▸ What is expected: Pick out every line of the listing that contains the string "television", matching case exactly.

▸ Exercise inputs:
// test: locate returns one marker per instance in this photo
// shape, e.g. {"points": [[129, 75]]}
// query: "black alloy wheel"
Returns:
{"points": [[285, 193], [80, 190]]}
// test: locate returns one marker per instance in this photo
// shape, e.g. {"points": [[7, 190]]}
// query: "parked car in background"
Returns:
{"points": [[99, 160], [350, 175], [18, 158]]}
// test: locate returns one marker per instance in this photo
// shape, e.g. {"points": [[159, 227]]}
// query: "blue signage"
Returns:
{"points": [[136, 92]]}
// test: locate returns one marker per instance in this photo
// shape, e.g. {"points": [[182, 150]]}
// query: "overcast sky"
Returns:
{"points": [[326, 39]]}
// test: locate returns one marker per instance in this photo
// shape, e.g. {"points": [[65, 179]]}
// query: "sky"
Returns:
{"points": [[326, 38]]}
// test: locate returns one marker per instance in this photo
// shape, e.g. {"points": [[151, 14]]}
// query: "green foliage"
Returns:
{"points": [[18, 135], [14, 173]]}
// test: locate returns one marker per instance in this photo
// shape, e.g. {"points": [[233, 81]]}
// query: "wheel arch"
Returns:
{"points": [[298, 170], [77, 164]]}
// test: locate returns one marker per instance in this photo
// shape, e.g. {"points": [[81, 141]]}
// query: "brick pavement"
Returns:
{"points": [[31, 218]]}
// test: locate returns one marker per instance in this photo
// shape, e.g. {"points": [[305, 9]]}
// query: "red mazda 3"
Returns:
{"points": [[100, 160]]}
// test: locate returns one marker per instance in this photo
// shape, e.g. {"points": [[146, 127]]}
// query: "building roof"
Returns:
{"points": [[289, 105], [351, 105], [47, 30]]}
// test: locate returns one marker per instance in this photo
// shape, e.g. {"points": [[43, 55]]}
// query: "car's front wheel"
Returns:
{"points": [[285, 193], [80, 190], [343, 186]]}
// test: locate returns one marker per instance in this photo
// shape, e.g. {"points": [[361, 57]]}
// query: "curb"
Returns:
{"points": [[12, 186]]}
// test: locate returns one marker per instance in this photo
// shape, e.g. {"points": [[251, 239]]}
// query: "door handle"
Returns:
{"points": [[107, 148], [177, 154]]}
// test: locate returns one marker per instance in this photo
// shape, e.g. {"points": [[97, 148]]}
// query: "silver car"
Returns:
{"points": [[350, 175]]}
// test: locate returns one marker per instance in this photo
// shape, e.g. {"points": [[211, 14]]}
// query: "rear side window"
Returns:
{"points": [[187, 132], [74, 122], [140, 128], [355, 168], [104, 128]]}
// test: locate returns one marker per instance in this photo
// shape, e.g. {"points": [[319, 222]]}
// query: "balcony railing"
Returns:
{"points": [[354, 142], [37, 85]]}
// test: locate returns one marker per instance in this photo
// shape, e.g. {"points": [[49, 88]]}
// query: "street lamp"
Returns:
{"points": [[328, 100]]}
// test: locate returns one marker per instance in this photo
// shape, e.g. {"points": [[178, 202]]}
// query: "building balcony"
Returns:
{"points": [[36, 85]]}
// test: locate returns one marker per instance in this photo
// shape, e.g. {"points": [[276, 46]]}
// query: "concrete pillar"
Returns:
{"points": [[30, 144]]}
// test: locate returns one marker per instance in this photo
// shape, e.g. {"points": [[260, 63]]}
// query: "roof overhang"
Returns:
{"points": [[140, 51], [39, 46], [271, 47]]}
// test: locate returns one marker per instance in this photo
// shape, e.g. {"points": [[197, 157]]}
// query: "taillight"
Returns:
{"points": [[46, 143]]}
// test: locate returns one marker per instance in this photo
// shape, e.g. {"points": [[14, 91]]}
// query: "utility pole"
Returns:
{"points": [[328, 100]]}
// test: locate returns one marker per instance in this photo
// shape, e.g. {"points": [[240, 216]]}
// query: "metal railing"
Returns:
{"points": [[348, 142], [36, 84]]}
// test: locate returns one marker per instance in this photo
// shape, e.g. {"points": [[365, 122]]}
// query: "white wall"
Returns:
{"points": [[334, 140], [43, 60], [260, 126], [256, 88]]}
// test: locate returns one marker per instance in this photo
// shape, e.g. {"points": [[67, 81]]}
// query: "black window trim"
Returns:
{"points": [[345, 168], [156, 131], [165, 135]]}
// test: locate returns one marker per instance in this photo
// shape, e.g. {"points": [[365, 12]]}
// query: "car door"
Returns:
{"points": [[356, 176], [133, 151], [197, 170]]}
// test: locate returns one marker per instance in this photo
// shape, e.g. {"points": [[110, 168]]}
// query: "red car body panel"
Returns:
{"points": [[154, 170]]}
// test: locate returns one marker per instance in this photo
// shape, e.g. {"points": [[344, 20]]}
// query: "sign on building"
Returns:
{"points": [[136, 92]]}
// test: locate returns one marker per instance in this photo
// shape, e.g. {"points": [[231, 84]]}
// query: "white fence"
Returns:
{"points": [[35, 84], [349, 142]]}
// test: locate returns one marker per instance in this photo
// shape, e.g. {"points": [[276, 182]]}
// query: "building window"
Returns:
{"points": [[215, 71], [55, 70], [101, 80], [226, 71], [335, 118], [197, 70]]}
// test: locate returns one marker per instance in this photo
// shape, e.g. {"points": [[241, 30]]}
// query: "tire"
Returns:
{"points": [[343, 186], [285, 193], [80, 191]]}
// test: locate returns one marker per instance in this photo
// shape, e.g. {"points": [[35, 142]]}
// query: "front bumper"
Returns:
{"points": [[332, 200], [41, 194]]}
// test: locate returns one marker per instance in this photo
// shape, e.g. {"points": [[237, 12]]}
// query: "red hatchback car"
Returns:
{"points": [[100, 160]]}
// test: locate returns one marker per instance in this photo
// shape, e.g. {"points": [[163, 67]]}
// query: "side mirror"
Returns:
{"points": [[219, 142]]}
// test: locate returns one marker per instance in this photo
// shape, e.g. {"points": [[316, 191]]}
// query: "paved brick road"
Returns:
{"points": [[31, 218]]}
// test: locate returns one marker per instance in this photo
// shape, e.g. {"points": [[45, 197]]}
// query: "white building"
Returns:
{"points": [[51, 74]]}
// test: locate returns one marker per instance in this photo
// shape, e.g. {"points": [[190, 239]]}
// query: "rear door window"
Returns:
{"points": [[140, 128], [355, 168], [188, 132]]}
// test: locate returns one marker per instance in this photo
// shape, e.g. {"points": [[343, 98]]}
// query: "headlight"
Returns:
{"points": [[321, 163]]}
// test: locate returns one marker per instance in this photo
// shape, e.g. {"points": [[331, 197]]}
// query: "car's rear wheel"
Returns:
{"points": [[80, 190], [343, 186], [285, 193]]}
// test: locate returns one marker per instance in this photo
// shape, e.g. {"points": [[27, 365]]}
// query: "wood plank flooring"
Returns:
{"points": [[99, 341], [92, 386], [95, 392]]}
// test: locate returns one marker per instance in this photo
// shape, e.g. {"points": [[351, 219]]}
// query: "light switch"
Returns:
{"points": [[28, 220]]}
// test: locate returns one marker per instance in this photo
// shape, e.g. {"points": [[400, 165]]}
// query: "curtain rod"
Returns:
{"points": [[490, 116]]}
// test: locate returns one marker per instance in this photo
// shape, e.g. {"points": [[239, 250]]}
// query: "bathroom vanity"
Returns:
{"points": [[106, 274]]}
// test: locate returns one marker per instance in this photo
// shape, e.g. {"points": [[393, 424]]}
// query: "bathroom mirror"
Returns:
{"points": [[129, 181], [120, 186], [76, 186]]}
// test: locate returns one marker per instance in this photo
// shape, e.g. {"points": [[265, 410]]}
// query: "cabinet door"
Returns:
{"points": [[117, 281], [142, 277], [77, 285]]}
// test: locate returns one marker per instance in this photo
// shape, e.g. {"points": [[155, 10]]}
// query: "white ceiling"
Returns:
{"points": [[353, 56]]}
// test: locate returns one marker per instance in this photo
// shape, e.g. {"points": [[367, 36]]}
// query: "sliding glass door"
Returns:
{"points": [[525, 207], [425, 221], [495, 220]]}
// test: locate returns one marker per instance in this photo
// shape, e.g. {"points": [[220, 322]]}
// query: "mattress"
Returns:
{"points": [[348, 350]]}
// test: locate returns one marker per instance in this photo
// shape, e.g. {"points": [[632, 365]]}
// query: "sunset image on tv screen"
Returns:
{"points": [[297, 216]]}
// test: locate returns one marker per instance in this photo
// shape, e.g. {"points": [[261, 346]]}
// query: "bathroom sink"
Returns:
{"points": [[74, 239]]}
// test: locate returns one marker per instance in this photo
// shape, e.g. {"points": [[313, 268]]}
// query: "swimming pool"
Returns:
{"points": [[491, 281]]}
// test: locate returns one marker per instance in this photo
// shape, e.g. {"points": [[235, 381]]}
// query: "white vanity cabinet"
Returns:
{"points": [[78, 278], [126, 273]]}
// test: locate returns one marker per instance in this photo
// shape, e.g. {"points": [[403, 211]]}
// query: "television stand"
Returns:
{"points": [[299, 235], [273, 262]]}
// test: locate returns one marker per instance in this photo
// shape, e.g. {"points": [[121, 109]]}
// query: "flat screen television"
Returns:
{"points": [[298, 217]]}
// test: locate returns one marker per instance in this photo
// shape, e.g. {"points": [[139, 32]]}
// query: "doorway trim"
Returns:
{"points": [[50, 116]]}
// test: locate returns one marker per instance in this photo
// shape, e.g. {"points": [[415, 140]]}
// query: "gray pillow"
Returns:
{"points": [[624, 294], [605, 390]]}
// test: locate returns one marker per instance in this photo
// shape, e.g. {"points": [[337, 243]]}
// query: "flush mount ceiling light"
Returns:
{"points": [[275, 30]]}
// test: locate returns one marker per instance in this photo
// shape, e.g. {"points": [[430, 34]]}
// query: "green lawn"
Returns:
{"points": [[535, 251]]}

▸ Task response:
// query: "television stand"
// query: "flat screen television"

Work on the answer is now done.